(Stored records)
· · · · ·

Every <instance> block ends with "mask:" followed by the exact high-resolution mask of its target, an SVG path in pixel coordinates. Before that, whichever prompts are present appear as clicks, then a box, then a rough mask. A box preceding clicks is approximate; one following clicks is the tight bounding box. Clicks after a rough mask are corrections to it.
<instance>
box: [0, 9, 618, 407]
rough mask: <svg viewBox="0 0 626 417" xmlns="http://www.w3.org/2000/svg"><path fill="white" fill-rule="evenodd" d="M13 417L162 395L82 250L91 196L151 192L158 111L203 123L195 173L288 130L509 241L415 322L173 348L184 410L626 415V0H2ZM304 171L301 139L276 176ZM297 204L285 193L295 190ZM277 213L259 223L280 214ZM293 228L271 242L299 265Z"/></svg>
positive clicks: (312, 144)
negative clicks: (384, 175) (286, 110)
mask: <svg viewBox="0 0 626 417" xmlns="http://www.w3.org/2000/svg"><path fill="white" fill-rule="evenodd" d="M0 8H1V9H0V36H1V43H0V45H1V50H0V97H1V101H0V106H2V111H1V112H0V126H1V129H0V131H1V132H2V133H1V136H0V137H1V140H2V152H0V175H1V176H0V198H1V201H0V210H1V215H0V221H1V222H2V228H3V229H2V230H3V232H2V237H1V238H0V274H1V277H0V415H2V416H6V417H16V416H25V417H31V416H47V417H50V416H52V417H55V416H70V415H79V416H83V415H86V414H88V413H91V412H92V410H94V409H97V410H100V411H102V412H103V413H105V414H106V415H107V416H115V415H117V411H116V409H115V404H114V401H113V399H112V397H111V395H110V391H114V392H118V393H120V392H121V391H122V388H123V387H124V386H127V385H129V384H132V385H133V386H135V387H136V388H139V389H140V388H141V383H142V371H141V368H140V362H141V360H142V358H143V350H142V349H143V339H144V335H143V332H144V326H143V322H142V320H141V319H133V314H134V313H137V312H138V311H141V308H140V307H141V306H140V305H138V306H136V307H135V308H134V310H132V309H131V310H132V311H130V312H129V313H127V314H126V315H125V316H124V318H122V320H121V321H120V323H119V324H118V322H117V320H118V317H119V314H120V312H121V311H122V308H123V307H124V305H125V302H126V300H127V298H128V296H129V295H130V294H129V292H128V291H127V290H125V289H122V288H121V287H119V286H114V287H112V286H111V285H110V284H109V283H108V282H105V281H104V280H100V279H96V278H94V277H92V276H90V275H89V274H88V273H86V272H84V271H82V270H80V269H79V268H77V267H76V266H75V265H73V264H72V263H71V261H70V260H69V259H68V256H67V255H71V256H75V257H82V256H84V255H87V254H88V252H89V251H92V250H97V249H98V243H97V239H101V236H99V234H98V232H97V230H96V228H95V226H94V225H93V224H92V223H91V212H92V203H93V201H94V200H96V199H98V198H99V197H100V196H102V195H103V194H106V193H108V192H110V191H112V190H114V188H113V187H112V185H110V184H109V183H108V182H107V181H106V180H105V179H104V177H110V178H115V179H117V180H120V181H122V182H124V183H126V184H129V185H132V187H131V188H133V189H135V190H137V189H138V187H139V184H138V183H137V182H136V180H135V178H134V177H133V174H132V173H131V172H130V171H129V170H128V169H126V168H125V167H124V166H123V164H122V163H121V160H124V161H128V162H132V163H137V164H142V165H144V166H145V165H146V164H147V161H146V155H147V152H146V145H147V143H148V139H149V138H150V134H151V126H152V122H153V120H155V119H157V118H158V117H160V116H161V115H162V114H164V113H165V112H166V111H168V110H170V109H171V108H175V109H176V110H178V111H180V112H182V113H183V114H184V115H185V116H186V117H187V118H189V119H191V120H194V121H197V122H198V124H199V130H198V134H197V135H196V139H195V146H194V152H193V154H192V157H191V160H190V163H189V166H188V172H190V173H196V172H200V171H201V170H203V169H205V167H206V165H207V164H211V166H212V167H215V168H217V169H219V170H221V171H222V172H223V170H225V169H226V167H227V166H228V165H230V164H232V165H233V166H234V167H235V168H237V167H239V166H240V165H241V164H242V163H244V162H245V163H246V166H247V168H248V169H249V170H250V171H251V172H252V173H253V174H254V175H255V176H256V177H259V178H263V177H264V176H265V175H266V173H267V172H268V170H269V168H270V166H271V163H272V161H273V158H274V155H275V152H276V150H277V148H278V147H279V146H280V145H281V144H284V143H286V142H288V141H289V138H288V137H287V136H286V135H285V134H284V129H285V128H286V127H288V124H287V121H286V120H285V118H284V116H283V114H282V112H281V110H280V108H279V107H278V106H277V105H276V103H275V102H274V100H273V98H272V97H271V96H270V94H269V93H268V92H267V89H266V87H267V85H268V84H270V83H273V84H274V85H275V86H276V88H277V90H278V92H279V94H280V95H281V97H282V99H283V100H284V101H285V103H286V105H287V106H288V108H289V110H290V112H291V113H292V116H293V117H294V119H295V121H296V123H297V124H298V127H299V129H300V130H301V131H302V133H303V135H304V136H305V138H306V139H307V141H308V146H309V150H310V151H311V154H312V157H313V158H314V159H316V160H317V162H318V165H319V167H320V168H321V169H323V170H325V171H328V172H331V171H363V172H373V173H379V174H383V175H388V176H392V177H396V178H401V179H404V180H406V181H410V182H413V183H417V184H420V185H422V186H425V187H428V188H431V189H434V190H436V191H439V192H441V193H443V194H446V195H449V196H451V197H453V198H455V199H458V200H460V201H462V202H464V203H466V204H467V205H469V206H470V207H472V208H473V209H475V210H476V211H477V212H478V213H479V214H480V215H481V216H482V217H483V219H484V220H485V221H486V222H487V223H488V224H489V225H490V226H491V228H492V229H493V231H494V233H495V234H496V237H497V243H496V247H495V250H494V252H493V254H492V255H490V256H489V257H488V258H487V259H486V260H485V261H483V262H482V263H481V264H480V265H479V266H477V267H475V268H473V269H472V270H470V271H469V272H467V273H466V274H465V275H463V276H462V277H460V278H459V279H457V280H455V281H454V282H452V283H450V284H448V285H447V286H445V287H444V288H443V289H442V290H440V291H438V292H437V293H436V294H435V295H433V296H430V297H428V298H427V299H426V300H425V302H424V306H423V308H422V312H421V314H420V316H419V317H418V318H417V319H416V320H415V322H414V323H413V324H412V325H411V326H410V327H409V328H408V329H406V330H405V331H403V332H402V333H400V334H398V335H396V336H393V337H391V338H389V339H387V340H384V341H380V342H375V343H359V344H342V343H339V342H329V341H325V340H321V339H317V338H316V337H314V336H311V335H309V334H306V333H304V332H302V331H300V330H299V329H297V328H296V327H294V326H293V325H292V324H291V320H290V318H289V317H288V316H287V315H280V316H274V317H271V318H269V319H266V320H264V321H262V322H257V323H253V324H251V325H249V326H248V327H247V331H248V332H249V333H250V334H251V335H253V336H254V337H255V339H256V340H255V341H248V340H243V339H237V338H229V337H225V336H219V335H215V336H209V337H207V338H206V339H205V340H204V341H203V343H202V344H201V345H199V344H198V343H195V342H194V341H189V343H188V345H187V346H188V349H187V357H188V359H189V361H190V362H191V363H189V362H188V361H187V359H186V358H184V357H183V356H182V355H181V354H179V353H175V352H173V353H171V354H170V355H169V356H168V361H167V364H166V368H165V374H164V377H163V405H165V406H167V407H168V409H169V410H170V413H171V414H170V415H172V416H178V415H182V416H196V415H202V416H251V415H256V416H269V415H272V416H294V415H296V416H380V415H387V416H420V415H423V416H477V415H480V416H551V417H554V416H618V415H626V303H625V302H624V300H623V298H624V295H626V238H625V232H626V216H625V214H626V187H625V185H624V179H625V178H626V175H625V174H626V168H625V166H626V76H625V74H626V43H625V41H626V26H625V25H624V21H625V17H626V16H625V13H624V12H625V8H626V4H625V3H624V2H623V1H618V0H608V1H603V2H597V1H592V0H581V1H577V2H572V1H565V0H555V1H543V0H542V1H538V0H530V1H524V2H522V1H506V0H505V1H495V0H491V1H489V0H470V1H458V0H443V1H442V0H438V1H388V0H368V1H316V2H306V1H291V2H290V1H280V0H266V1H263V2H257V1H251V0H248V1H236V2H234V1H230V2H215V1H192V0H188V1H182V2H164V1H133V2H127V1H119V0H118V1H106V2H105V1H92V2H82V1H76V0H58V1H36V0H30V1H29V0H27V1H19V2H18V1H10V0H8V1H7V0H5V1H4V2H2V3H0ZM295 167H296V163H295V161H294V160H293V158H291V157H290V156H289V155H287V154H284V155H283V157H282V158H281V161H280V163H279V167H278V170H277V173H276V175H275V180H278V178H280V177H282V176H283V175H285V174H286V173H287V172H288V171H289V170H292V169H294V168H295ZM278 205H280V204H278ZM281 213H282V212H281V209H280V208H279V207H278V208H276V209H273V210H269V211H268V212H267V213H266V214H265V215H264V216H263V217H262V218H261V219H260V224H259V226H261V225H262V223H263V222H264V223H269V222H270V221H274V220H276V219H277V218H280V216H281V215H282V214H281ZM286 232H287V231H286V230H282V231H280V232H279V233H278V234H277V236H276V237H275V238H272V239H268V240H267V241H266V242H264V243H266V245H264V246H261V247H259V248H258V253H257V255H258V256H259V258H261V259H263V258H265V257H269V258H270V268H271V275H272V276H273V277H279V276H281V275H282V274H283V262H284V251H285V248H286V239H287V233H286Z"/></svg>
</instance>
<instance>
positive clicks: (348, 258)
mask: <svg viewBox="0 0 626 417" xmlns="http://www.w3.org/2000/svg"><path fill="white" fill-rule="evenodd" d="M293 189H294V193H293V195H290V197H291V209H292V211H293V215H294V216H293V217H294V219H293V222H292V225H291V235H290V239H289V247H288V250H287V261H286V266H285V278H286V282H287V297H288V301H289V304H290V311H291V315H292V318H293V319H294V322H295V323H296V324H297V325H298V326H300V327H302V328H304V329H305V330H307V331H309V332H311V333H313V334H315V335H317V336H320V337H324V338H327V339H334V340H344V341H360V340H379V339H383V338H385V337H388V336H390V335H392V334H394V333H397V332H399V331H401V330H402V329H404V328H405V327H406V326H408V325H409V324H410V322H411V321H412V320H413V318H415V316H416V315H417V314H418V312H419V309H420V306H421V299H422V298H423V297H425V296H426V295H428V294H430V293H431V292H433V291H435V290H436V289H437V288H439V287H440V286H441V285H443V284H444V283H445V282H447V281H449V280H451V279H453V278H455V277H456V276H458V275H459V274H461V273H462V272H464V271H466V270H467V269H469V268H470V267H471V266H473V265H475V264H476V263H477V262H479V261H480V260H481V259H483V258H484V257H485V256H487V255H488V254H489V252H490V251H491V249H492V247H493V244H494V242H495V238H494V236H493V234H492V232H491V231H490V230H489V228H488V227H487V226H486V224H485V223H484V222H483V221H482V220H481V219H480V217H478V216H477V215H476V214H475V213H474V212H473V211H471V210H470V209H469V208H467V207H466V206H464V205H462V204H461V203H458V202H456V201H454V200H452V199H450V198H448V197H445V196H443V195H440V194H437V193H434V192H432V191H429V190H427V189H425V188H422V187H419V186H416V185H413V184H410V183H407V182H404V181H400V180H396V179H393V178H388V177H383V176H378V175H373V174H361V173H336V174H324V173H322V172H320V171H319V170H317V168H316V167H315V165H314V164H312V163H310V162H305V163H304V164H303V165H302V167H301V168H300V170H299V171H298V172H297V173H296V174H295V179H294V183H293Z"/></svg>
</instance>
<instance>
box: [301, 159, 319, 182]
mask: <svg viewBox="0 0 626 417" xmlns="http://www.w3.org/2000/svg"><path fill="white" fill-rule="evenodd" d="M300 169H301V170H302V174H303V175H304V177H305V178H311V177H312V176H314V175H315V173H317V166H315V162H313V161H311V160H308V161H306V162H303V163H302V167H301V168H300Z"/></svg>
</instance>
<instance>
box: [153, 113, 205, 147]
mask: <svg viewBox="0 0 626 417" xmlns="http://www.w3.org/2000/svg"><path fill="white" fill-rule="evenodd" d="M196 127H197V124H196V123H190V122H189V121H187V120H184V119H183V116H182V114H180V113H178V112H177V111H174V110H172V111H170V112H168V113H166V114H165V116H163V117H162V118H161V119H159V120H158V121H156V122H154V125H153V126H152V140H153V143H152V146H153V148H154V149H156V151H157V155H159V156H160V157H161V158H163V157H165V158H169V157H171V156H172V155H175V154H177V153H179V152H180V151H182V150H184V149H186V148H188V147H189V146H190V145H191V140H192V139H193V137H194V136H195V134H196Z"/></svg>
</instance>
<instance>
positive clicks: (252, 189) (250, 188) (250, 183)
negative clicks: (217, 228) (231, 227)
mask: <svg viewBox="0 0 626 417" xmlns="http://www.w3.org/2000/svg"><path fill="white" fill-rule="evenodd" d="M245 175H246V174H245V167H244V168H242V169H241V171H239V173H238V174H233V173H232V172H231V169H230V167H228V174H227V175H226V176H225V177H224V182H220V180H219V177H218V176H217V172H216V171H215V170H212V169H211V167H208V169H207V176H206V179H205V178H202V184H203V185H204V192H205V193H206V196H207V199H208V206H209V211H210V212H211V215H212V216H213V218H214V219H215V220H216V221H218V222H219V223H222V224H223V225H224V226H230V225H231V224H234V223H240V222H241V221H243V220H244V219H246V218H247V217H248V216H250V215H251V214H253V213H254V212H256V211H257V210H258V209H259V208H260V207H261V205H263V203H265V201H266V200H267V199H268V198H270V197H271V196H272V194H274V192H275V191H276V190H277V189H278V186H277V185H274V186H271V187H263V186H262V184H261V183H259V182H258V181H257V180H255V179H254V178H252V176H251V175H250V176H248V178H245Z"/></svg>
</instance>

· · · · ·

--- WHAT TO PRODUCE ---
Could you reproduce the listing character for character, from its very first line through the line that contains "negative clicks: (384, 175) (286, 110)", including both ends?

--- SOLUTION FOR THIS PROBLEM ---
Every <instance> block ends with "mask:" followed by the exact high-resolution mask of its target, an SVG path in pixel coordinates. Before that, whichever prompts are present appear as clicks, then a box, then a rough mask. A box preceding clicks is approximate; one following clicks is the tight bounding box. Clicks after a rough mask are corrections to it.
<instance>
box: [0, 9, 618, 407]
rough mask: <svg viewBox="0 0 626 417" xmlns="http://www.w3.org/2000/svg"><path fill="white" fill-rule="evenodd" d="M13 417L162 395L82 250L91 196L151 192L158 111L203 123L195 173L288 130L509 241L415 322L173 348L184 410L626 415V0H2ZM304 171L301 139L276 176ZM297 204L285 193L295 190ZM277 213L259 223L280 214ZM293 228L271 242L299 265Z"/></svg>
positive clicks: (312, 144)
negative clicks: (384, 175) (286, 110)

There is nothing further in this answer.